— begin Data to use —

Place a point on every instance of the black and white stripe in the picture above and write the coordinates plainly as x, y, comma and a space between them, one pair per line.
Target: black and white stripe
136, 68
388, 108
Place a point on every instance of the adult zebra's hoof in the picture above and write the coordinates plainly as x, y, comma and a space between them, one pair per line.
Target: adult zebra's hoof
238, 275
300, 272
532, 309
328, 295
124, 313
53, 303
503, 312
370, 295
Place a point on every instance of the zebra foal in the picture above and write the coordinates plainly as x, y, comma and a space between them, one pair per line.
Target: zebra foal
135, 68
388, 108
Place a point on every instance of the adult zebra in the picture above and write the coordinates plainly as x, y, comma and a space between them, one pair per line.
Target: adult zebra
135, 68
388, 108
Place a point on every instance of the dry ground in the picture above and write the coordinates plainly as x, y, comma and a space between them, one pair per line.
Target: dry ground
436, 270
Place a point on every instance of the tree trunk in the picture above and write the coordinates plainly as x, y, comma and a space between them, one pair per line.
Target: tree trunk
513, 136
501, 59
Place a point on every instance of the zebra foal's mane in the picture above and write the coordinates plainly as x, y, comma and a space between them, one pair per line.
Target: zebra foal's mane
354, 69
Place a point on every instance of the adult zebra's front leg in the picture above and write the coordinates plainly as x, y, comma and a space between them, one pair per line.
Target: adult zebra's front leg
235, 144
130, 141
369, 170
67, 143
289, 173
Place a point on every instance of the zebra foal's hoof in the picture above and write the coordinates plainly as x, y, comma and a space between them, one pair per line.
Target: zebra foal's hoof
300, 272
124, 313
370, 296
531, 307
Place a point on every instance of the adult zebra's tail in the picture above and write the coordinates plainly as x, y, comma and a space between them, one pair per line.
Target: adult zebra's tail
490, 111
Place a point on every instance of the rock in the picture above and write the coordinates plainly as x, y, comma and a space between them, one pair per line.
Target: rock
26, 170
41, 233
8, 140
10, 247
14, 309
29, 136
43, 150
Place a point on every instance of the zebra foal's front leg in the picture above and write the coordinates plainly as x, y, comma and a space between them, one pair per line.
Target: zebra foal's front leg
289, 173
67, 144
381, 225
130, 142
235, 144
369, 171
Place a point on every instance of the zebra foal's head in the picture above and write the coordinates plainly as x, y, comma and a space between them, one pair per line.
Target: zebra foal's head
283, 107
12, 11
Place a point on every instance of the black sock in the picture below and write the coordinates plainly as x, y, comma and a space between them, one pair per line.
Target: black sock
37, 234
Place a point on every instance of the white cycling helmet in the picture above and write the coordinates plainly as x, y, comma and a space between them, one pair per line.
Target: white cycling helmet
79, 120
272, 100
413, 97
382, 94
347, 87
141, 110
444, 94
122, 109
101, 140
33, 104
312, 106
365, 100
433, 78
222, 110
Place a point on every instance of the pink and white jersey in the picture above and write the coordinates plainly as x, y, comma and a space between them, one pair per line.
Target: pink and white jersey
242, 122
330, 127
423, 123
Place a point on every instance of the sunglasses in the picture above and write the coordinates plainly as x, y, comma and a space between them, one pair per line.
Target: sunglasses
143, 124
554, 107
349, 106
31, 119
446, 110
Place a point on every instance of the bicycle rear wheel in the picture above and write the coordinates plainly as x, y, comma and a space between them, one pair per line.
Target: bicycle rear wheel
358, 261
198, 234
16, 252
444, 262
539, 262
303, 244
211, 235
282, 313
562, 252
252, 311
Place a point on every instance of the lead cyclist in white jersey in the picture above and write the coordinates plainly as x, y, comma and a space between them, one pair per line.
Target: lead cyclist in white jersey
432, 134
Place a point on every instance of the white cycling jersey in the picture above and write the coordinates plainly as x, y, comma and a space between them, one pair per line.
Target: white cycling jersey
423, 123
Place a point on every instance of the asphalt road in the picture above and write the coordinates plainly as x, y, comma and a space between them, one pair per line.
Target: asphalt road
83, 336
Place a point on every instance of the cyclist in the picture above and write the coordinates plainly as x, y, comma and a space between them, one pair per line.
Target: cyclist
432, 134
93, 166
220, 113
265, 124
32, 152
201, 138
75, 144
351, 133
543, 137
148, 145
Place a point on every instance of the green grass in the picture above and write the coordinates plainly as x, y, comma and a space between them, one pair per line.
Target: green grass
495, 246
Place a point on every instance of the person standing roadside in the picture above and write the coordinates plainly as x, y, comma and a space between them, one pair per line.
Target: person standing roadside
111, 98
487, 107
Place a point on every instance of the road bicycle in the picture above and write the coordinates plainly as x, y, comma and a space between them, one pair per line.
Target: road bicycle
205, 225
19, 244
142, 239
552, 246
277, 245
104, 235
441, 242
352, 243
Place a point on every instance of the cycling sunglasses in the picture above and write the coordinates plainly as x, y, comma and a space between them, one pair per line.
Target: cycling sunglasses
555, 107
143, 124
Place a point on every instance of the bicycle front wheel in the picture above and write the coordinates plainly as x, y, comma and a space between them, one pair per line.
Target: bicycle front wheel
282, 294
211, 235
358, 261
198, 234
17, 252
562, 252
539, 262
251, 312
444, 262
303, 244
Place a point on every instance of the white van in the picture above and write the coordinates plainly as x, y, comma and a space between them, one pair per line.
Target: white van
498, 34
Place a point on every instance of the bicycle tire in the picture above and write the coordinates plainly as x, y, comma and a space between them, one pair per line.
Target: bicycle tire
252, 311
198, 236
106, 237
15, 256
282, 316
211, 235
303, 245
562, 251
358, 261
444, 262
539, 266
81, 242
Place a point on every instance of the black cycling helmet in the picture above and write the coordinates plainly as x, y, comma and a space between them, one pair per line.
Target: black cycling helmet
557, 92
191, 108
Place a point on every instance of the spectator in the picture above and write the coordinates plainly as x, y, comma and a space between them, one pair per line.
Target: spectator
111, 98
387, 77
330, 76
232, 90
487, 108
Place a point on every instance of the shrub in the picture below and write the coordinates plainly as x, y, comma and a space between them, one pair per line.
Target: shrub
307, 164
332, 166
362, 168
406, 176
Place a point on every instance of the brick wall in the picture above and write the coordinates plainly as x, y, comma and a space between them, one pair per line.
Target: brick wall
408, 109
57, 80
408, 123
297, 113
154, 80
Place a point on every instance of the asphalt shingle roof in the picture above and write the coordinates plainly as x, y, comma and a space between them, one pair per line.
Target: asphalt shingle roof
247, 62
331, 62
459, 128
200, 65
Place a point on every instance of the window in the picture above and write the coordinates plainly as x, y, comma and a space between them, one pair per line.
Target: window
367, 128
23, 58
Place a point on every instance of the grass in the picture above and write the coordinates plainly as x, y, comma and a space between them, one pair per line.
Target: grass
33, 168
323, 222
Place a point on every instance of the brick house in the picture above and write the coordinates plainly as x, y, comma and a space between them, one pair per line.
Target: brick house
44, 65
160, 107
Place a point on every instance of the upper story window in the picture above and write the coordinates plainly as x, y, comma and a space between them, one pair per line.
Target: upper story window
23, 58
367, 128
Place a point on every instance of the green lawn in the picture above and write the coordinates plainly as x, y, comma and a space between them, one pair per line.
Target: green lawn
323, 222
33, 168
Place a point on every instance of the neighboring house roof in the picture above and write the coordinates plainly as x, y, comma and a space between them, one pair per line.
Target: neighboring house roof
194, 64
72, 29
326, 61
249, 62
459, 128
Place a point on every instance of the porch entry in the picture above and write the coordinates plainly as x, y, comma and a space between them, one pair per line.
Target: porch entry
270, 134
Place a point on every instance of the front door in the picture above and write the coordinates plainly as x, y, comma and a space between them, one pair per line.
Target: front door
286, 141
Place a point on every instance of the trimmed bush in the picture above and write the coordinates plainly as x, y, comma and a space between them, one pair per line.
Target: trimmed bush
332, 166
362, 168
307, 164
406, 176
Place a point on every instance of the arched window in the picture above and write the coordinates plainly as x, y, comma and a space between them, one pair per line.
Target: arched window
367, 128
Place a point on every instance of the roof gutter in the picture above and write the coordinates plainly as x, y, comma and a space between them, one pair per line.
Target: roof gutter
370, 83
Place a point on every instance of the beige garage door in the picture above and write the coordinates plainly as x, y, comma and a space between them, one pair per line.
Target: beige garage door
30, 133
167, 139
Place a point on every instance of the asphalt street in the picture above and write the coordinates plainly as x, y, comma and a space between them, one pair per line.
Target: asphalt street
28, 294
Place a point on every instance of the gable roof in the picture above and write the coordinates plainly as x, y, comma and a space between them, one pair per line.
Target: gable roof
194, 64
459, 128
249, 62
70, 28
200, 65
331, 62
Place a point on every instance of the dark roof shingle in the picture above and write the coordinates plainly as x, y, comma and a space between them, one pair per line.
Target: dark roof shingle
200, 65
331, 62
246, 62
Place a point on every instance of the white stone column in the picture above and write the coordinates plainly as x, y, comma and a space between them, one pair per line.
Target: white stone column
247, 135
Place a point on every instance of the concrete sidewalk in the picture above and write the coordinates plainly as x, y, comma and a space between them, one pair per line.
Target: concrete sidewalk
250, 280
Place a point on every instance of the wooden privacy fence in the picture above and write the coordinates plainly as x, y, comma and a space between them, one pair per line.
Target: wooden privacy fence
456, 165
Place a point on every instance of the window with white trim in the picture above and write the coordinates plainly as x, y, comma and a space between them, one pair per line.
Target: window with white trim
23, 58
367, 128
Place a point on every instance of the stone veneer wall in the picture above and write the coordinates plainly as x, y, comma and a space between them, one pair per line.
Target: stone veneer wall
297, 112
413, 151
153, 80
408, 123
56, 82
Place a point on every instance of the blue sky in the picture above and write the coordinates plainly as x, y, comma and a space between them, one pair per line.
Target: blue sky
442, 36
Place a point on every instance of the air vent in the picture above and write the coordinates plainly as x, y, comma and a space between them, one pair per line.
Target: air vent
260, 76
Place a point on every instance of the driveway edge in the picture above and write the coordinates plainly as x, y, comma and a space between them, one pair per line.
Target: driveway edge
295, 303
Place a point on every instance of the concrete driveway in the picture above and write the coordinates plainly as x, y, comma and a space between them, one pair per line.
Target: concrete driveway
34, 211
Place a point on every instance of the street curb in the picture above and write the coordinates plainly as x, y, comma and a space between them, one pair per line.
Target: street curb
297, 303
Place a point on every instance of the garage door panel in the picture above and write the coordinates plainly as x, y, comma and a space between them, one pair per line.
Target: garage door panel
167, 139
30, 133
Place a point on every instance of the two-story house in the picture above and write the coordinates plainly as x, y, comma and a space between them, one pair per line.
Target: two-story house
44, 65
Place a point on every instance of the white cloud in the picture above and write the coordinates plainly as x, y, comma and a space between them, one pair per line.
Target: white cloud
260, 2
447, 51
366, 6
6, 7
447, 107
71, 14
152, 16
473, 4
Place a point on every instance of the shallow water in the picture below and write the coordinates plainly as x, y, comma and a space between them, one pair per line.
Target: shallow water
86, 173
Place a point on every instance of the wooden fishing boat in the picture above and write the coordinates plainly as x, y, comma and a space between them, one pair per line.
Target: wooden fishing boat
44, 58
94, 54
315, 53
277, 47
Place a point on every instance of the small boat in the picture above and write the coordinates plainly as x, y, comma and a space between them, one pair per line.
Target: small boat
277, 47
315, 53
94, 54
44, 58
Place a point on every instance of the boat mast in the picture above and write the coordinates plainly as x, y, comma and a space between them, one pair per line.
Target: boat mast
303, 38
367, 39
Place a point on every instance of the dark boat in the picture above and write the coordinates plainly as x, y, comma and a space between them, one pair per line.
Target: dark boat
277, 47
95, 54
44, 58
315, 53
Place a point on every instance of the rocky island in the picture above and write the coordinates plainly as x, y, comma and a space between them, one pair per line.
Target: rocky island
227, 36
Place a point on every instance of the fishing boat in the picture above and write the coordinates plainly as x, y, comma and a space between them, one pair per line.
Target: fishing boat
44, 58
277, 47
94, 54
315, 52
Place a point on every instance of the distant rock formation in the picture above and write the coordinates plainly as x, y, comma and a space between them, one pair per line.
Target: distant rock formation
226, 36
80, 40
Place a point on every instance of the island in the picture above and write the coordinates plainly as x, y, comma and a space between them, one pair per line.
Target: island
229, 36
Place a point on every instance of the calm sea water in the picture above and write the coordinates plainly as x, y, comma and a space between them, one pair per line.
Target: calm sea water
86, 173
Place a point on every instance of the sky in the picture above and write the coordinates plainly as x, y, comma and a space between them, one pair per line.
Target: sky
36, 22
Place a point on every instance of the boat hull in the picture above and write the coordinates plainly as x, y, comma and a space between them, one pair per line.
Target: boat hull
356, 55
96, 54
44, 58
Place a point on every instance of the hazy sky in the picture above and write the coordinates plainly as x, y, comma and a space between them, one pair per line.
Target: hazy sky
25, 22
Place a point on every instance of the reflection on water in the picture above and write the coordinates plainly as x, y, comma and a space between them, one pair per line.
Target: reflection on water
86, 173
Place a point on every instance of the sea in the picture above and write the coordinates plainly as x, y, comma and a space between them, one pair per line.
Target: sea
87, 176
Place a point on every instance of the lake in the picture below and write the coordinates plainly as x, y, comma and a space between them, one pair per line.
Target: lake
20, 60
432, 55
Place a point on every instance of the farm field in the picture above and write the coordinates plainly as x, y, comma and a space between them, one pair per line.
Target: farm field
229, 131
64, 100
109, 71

— end Data to use —

# What is required:
Exactly and only the lines from the one containing "Place a point on every instance of the boat hull" through the end of the material are to be reproduced, both ends included.

# Exercise answer:
Place a point on every instance of the boat hull in the picture above and write the coordinates plainly as x, y, comma and a space between them, one pair per line.
Target: boat hull
356, 55
96, 54
44, 58
Place a point on every instance of the hazy sky in the picture above and write the coordinates plainly as x, y, comma and a space between them, one pair per line.
Target: hazy sky
25, 22
Place a point on every instance of the reflection on water in the picture above and write the coordinates plainly as x, y, comma and a space between them, one pair per line.
Target: reflection on water
86, 173
Place a point on every instance of the sea in the picture above and write the coordinates plainly as x, y, comma and a space between them, one pair per line.
Target: sea
87, 176
Place a point on every instance of the lake in the picture below and write the coordinates plainly as x, y, comma and a space between them, one pair per line.
Target: lake
20, 60
432, 55
Place a point on every instance of the farm field in the picture above and write the coordinates plainly as x, y, comma and a space between them, one pair per line.
Target: farm field
229, 131
64, 100
109, 71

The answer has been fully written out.